**SELECTED EXCERPT:**

Pension Funds Selling Off Office Properties To Reduce Exposure To Remote Work
Pension funds based in the U.S. and Canada are unwinding their bets on office buildings and retail as they reckon with the potential for big value declines.
North American public pension funds manage more than $6T, allocating almost 9% of that amount to real estate. Office has long been the preferred real estate asset class for these funds, but its share of investment has rapidly dwindled — office holdings now account for 23% of private real estate funds' holdings, down 11% from three years ago, according to National Council of Real Estate Investment Fiduciaries data reported by The Wall Street Journal.
The funds are reducing the size of their office portfolios even as they seek to increase their real estate assets in response to changing attitudes to physical work environments. Forty of the largest U.S. public pension funds mentioned plans to increase real estate holdings during recent meetings as part of a change to investment strategies, the WSJ reported.
Many U.S. and Canadian pension funds are slashing office holdings as they predict that the five day pre-pandemic workweek will not return, according to the WSJ.
Michael Turner, the president of Oxford Properties, the Ontario Municipal Employees Retirement System’s real estate arm, told the WSJ that he expects the $90B pension fund’s investment in office to fall from 25% of its holdings to 20% within the next 10 years. Six years ago, office made up 44% of Oxford's holdings.

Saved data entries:
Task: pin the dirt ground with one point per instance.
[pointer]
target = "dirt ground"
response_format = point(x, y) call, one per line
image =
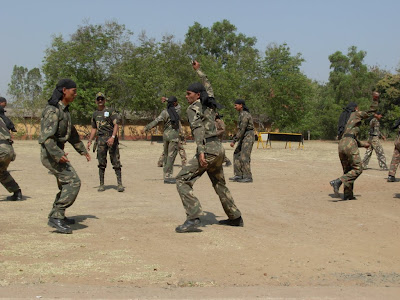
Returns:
point(297, 242)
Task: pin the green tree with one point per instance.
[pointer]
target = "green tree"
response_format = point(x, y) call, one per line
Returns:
point(88, 58)
point(25, 90)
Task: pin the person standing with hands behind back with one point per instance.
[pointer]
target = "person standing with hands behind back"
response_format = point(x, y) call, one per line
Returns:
point(55, 130)
point(105, 124)
point(245, 139)
point(348, 146)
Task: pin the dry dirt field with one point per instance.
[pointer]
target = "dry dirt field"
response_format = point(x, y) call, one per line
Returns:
point(297, 242)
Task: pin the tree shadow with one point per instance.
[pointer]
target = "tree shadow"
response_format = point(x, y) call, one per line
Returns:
point(24, 198)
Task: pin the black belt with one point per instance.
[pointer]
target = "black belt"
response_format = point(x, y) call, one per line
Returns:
point(349, 135)
point(212, 138)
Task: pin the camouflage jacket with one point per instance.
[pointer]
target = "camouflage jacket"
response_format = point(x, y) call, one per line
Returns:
point(56, 129)
point(245, 125)
point(104, 121)
point(374, 128)
point(170, 133)
point(4, 131)
point(202, 124)
point(353, 124)
point(220, 127)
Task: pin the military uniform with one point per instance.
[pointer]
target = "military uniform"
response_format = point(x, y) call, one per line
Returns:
point(170, 140)
point(245, 140)
point(181, 150)
point(348, 149)
point(56, 130)
point(220, 126)
point(104, 121)
point(202, 124)
point(374, 135)
point(7, 155)
point(396, 156)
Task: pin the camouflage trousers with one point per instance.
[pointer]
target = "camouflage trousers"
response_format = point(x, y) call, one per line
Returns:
point(395, 158)
point(103, 149)
point(7, 155)
point(351, 162)
point(182, 154)
point(68, 183)
point(242, 156)
point(375, 145)
point(193, 171)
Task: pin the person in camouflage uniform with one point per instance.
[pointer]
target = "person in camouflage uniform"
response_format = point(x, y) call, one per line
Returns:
point(220, 126)
point(209, 158)
point(245, 139)
point(374, 136)
point(170, 117)
point(7, 155)
point(396, 154)
point(105, 124)
point(348, 150)
point(55, 130)
point(182, 141)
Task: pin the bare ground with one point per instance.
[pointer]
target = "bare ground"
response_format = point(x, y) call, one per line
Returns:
point(298, 241)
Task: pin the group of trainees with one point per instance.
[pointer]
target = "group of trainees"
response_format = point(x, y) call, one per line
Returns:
point(57, 129)
point(349, 154)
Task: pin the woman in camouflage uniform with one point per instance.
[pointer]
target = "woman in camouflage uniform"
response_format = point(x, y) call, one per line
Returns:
point(348, 150)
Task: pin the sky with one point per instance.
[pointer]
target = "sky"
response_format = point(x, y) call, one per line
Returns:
point(316, 29)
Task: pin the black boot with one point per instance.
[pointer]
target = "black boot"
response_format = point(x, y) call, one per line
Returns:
point(235, 222)
point(391, 178)
point(189, 226)
point(336, 185)
point(101, 176)
point(59, 225)
point(120, 187)
point(16, 196)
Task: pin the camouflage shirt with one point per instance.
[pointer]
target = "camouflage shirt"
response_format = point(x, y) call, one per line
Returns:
point(353, 124)
point(220, 127)
point(245, 125)
point(104, 121)
point(56, 129)
point(4, 131)
point(169, 132)
point(202, 124)
point(374, 128)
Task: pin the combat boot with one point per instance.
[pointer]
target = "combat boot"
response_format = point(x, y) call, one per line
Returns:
point(235, 178)
point(391, 178)
point(59, 225)
point(238, 222)
point(120, 187)
point(101, 176)
point(16, 196)
point(336, 185)
point(189, 226)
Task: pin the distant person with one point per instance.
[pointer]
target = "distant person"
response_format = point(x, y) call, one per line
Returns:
point(10, 125)
point(396, 154)
point(171, 119)
point(209, 158)
point(245, 141)
point(220, 125)
point(374, 136)
point(349, 154)
point(182, 141)
point(105, 124)
point(7, 154)
point(55, 130)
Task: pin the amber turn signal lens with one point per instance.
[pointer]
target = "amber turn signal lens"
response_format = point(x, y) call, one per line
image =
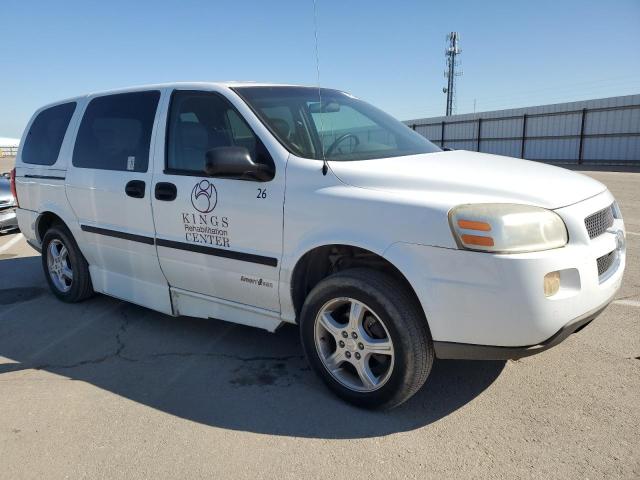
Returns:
point(477, 240)
point(551, 283)
point(471, 225)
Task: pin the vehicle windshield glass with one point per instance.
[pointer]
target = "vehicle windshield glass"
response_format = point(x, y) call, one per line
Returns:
point(340, 127)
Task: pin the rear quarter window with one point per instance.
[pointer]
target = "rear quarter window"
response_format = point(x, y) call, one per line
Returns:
point(44, 139)
point(115, 132)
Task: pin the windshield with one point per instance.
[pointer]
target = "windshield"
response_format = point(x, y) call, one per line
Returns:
point(340, 127)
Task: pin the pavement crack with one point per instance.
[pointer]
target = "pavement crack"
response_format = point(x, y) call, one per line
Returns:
point(117, 353)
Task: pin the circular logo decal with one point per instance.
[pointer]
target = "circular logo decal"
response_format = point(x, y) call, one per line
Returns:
point(204, 196)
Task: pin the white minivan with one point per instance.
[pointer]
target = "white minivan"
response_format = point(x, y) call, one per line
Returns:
point(262, 204)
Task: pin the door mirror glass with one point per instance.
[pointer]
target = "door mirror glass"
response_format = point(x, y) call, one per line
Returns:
point(235, 162)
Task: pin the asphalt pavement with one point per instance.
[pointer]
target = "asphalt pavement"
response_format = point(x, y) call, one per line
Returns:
point(106, 389)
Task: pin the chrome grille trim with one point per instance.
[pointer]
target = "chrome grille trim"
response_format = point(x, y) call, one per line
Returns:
point(598, 223)
point(605, 262)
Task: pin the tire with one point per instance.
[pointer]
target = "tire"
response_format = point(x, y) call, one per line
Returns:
point(400, 371)
point(71, 290)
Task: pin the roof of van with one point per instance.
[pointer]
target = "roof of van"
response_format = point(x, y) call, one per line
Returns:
point(194, 85)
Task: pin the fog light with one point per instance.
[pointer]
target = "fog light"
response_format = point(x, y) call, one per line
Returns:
point(551, 283)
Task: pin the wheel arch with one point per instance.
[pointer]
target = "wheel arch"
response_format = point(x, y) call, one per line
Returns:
point(321, 261)
point(44, 221)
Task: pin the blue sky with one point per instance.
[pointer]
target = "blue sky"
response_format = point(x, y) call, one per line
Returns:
point(515, 53)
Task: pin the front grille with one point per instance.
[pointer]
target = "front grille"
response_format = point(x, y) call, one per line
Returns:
point(605, 262)
point(598, 223)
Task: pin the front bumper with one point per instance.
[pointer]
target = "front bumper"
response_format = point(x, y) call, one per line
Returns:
point(482, 305)
point(465, 351)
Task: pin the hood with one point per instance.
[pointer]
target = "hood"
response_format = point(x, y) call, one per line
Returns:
point(469, 177)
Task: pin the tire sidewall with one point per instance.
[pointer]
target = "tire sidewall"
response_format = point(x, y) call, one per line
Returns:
point(383, 305)
point(78, 264)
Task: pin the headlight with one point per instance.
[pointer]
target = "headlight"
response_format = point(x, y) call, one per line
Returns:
point(507, 228)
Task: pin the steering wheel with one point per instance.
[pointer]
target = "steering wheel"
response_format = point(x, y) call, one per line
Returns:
point(341, 139)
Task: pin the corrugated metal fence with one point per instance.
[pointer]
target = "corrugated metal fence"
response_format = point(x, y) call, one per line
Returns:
point(598, 132)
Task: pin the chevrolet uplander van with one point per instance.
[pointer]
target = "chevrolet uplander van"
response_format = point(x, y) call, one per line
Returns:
point(263, 204)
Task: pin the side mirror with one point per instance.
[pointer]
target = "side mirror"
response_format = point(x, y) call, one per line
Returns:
point(235, 162)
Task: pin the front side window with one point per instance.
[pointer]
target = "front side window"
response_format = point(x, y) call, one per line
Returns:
point(313, 123)
point(44, 139)
point(115, 133)
point(201, 121)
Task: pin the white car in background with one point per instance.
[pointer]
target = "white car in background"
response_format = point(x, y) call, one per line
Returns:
point(263, 204)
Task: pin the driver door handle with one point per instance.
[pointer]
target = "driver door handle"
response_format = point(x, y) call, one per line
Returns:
point(135, 188)
point(165, 191)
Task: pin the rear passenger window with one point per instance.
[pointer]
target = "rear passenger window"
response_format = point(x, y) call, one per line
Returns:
point(115, 133)
point(42, 145)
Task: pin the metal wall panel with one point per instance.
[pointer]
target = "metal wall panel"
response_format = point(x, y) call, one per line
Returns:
point(510, 148)
point(601, 131)
point(511, 127)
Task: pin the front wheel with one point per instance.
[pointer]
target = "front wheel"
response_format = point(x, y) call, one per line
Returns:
point(367, 338)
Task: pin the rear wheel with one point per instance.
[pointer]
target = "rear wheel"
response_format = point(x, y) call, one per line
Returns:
point(65, 268)
point(366, 338)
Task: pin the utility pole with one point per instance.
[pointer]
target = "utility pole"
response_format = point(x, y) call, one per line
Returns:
point(451, 52)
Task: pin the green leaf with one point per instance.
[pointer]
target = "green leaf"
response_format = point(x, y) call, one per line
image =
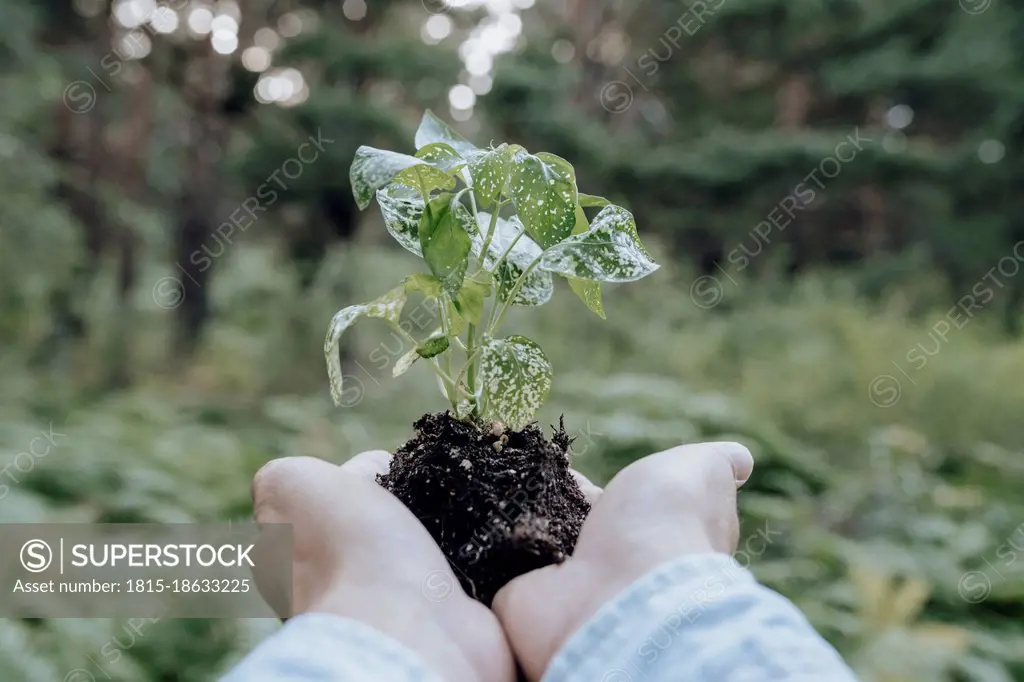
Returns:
point(475, 290)
point(373, 169)
point(386, 307)
point(402, 364)
point(433, 129)
point(444, 241)
point(433, 346)
point(588, 292)
point(515, 377)
point(545, 196)
point(424, 177)
point(424, 284)
point(538, 288)
point(489, 171)
point(590, 200)
point(441, 157)
point(402, 208)
point(609, 251)
point(457, 324)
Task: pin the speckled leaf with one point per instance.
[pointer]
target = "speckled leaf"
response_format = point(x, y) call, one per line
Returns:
point(441, 157)
point(538, 288)
point(515, 377)
point(545, 195)
point(609, 251)
point(475, 290)
point(489, 170)
point(432, 346)
point(386, 307)
point(433, 129)
point(589, 201)
point(586, 291)
point(445, 243)
point(372, 169)
point(402, 208)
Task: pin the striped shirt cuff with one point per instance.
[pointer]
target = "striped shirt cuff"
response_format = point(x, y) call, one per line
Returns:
point(700, 619)
point(321, 647)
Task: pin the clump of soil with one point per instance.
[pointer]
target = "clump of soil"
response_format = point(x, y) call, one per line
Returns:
point(499, 503)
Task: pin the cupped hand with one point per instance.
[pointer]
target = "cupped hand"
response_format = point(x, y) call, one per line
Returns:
point(359, 553)
point(672, 504)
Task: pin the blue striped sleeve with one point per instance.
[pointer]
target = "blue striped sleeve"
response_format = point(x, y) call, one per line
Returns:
point(700, 619)
point(321, 647)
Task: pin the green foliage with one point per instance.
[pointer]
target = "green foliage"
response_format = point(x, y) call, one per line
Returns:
point(515, 380)
point(475, 256)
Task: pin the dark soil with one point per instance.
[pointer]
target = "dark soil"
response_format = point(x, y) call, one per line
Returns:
point(499, 503)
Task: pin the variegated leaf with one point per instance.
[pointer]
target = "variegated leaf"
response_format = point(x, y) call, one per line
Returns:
point(515, 378)
point(373, 169)
point(591, 200)
point(475, 290)
point(387, 307)
point(425, 177)
point(489, 170)
point(538, 288)
point(609, 251)
point(587, 291)
point(433, 129)
point(402, 208)
point(544, 192)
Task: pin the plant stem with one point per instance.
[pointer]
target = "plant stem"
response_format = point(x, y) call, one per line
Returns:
point(469, 369)
point(507, 251)
point(433, 364)
point(516, 288)
point(491, 236)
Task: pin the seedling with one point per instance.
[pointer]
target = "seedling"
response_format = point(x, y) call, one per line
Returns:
point(494, 226)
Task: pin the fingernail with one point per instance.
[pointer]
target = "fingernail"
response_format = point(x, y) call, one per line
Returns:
point(739, 457)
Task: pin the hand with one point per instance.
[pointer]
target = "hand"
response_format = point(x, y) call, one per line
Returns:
point(679, 502)
point(359, 553)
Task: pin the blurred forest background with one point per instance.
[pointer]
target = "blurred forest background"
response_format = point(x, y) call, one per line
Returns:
point(834, 186)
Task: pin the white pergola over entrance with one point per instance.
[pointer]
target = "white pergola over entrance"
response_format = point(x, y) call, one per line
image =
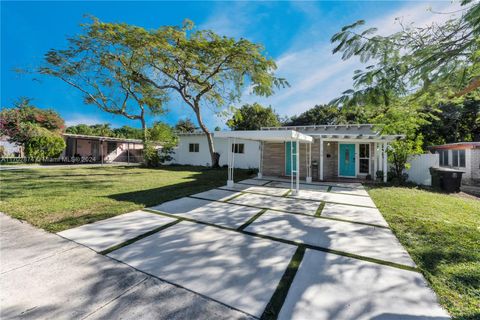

**STUDY QUESTIONS:**
(1) Turn the paragraph of the pension funds article that begins "North American public pension funds manage" into a short list, keeping its main facts.
(2) In the pension funds article, what share of Oxford's holdings did office make up six years ago?
(3) Reproduce the pension funds article's passage starting at "Michael Turner, the" and ending at "of Oxford's holdings.".

**ANSWERS TO THE TASKS:**
(1)
- North American public pension funds manage more than $6T and put almost 9% of it into real estate.
- Office has long been these funds' preferred real estate asset class, but its share has dropped fast.
- Office now makes up 23% of private real estate funds' holdings, down 11% from three years ago.
- The figures come from National Council of Real Estate Investment Fiduciaries data reported by The Wall Street Journal.

(2) 44%

(3)
Michael Turner, the president of Oxford Properties, the Ontario Municipal Employees Retirement System’s real estate arm, told the WSJ that he expects the $90B pension fund’s investment in office to fall from 25% of its holdings to 20% within the next 10 years. Six years ago, office made up 44% of Oxford's holdings.